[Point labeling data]
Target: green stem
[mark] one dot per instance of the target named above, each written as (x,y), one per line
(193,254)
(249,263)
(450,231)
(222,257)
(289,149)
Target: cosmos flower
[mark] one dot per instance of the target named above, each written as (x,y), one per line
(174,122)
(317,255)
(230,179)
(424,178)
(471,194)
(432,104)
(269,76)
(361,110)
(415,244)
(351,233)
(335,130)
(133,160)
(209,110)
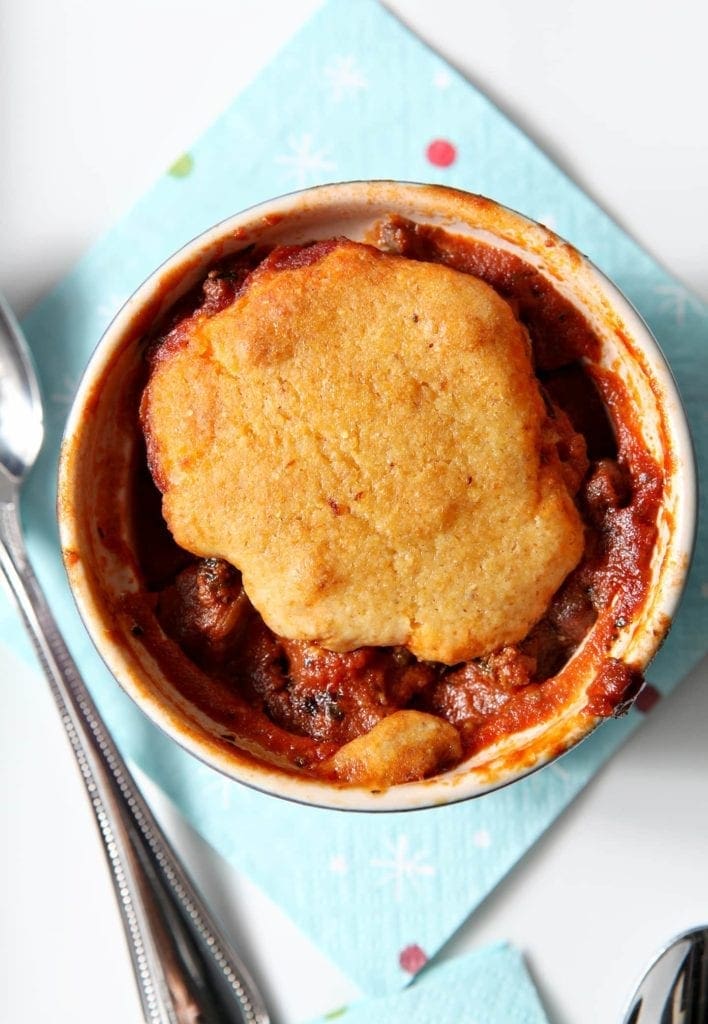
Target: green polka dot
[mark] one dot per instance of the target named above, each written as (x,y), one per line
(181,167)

==

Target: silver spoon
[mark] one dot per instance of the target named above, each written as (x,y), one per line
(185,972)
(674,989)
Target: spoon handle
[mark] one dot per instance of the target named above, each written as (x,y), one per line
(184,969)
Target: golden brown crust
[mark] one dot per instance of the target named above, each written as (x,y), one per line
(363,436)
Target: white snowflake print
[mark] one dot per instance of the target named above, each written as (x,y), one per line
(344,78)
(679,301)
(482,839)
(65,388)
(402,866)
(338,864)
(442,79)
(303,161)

[Problem to solve]
State how many lines of the data above contain the string "green", treating uppercase and lowercase letters as distinct. Give only the number.

[Answer]
2